**REQUEST:** Copy the entries below verbatim, starting at the line with "Would you please place a dot on the dark" and ending with the line with "point(409, 394)", both of those lines included.
════
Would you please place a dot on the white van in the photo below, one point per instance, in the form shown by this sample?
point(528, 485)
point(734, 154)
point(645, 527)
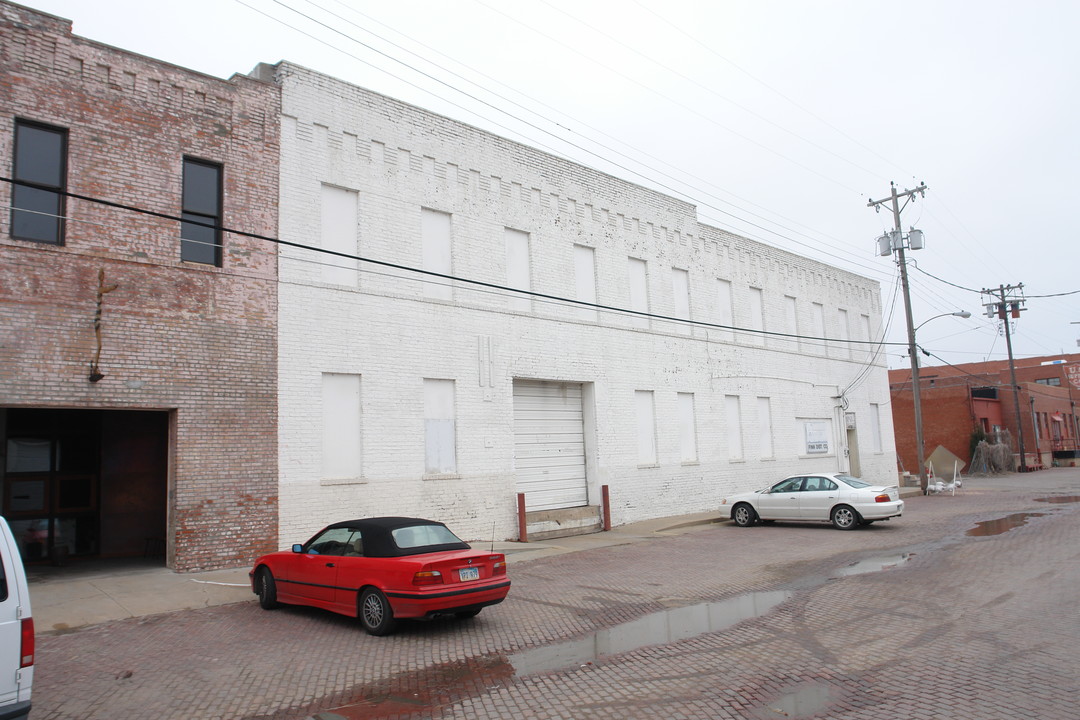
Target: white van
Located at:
point(16, 632)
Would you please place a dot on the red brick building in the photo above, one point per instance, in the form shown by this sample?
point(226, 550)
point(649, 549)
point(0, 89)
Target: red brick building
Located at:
point(959, 401)
point(137, 352)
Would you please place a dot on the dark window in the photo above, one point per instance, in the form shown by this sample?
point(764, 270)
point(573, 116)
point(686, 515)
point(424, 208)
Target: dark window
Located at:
point(37, 209)
point(201, 230)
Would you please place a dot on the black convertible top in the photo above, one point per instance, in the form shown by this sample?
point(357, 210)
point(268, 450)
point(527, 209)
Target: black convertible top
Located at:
point(379, 541)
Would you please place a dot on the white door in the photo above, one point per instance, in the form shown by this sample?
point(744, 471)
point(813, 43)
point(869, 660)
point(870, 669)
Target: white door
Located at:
point(549, 445)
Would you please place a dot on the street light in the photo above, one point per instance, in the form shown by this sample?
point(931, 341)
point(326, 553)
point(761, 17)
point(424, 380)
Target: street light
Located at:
point(962, 313)
point(916, 396)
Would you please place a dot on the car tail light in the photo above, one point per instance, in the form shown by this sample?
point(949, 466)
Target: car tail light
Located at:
point(428, 578)
point(26, 653)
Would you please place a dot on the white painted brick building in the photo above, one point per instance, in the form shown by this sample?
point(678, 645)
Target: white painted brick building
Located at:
point(409, 394)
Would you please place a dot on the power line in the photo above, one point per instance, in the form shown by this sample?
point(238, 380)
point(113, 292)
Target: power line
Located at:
point(432, 273)
point(676, 191)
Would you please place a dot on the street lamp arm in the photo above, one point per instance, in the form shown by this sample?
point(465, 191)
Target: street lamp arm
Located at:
point(960, 313)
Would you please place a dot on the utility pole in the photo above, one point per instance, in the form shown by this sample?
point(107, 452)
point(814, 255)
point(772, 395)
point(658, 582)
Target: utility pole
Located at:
point(893, 242)
point(1006, 307)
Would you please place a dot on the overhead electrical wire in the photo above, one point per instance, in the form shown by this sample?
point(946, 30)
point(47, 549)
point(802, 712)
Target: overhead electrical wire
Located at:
point(431, 273)
point(676, 191)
════
**ANSWER:**
Would you please place a dot on the dark window in the photo above, one point per instance, in the form shown by this sample?
point(764, 270)
point(573, 116)
point(686, 515)
point(424, 208)
Target: dark window
Located at:
point(37, 209)
point(201, 230)
Would you please place a dot on the black convertible top in the photo above, one point per instance, in the form shown by this sample?
point(357, 210)
point(268, 450)
point(527, 209)
Target: black convertible top
Located at:
point(379, 541)
Would you please place a dot on the white door in the photo above, one point per instance, in the form shown by this sample?
point(744, 471)
point(813, 43)
point(869, 660)
point(870, 669)
Target: white door
Located at:
point(549, 445)
Would you please place a dot on the street light in the photo above, one point per instance, in the form shown by this sample?
point(931, 341)
point(326, 553)
point(761, 17)
point(424, 380)
Target: street light
Located at:
point(962, 313)
point(916, 396)
Would you please place a dot on the car tail light in the photo above, one point per instance, in the form shown by this sample?
point(949, 466)
Target: car tail light
Located at:
point(428, 578)
point(26, 653)
Would you please place a dot on the white painted brick building in the photo above, one point per instance, in the form shown by this sample?
point(678, 645)
Target: white painted brick building
Located at:
point(409, 394)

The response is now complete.